Items from a data source:
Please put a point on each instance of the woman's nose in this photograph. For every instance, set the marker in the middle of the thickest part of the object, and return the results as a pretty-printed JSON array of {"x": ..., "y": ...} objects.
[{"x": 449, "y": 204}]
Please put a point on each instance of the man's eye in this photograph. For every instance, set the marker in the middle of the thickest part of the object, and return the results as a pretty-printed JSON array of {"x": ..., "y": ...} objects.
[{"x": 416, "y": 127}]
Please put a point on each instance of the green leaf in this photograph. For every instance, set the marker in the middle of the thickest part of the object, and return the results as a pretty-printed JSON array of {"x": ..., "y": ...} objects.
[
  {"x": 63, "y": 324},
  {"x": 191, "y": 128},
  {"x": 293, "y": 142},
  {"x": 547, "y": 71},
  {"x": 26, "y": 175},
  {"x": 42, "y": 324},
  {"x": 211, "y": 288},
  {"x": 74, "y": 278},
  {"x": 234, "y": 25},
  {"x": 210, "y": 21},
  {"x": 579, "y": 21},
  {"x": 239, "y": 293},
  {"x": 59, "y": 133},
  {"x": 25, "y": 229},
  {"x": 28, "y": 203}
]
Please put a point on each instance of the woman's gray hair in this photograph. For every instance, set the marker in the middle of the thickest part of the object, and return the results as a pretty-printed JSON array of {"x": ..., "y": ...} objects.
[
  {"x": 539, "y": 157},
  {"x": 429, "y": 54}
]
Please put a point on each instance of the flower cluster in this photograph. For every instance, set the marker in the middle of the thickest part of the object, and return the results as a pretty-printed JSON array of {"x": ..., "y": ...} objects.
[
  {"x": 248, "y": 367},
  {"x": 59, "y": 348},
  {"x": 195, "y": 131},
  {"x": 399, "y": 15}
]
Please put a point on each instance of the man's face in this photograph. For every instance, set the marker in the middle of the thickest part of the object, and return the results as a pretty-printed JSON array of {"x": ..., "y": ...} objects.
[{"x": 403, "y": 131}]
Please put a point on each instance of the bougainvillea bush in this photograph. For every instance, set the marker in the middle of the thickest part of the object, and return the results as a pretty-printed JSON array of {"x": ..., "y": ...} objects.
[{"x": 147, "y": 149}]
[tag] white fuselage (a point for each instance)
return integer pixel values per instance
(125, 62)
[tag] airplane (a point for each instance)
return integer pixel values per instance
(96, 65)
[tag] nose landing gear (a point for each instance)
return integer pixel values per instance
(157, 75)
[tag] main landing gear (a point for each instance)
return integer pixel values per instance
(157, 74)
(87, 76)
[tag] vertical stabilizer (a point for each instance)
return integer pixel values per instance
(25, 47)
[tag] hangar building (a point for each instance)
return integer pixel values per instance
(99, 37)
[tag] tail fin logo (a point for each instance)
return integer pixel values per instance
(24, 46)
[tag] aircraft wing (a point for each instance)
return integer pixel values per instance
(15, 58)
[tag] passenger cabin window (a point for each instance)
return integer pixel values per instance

INSTRUCTIONS TO FOLLOW: Working through the records above, copy each line in which "gear" is found.

SOLUTION TO THIS TASK:
[tag] nose landing gear (a point for each instance)
[tag] main landing gear (a point for each instance)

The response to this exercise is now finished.